BRIEF -> Reproduce the passage about Peck's Lake word for word, starting at "Peck’s Lake, New" and continuing up to and including "mph speed limit.".
BEGIN PASSAGE
Peck’s Lake, New York, USA

Lake Locations:

USA - Mid-Atlantic - New York - Adirondacks -

Also known as:  Peck Lake

Peck’s Lake is tucked away at the southern edge of New York’s renowned Adirondack Park. This 1,370-acre reservoir has been providing recreation for well over a century. Archeological finds in the area show evidence of human habitation long before European settlers arrived.

One of the draws to Peck’s Lake – besides the obvious benefits of the unspoiled and forested scenery – is that water skiing is allowed on the lake. Many water bodies in the area do not permit this type of water sport. Boats must be between 14 to 20 feet. Motors are limited to 40 horsepower, and skiers are allowed only in a specially marked area during certain hours. The rest of the lake is open to pontooning, canoeing, kayaking, and fishing boats as long as they maintain the 15 mph speed limit.

There are no public beaches at Peck’s Lake or publicly-owned boat ramps, but the resort’s marina allows boat launching from their ramp as long as the boats meet the general requirements. The marina also rents small boats, canoes and paddleboats, and sells gas, bait and supplies. It even sells refreshments from a lakeside refreshment stand. The resort usually ends up as the focal point of boating on Peck Lake.

Fishing is one of the main reasons visitors come to Peck’s Lake. The lake is well known as an excellent fishing destination and offers northern pike, walleye, rainbow and brown trout, pickerel, largemouth bass, smallmouth bass, rock bass, crappies, yellow perch and bluegills. The Peck’s Lake Protective Association arranges to have the lake scientifically stocked each year and continually monitors water quality to ensure the lake’s good health. Peck Lake is most noted for its sizable largemouth bass, but walleye are being caught in increasing numbers.

Hiking and cycling are enjoyed along the quiet country roads in the area, and a number of people come to view the autumn foliage. Due to its location at the southern edge of the Adirondacks, visitors have access to a number of trails for snowmobiling, cross-country skiing and snowshoeing.
END PASSAGE
BEGIN INFORMATION PROVIDED
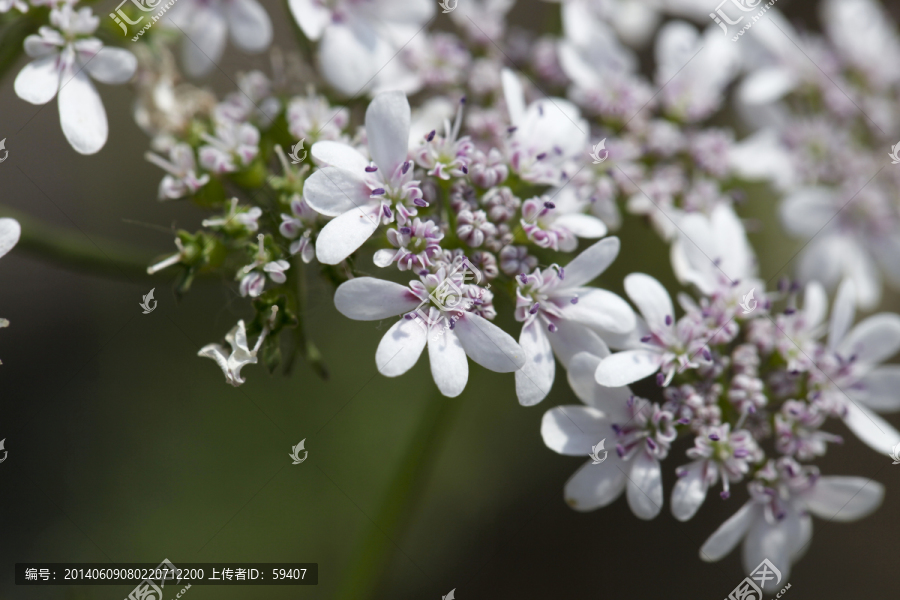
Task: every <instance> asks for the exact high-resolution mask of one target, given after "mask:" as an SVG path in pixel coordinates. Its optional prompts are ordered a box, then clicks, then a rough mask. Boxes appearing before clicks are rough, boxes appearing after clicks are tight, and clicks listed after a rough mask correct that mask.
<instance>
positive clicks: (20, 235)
mask: <svg viewBox="0 0 900 600" xmlns="http://www.w3.org/2000/svg"><path fill="white" fill-rule="evenodd" d="M21 235H22V227H21V226H20V225H19V222H18V221H16V220H15V219H10V218H9V217H4V218H2V219H0V256H6V253H7V252H9V251H10V250H12V249H13V246H15V245H16V244H17V243H18V242H19V237H20V236H21Z"/></svg>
END INFORMATION PROVIDED
OUTPUT BELOW ->
Peck’s Lake, New York, USA

Lake Locations:

USA - Mid-Atlantic - New York - Adirondacks -

Also known as:  Peck Lake

Peck’s Lake is tucked away at the southern edge of New York’s renowned Adirondack Park. This 1,370-acre reservoir has been providing recreation for well over a century. Archeological finds in the area show evidence of human habitation long before European settlers arrived.

One of the draws to Peck’s Lake – besides the obvious benefits of the unspoiled and forested scenery – is that water skiing is allowed on the lake. Many water bodies in the area do not permit this type of water sport. Boats must be between 14 to 20 feet. Motors are limited to 40 horsepower, and skiers are allowed only in a specially marked area during certain hours. The rest of the lake is open to pontooning, canoeing, kayaking, and fishing boats as long as they maintain the 15 mph speed limit.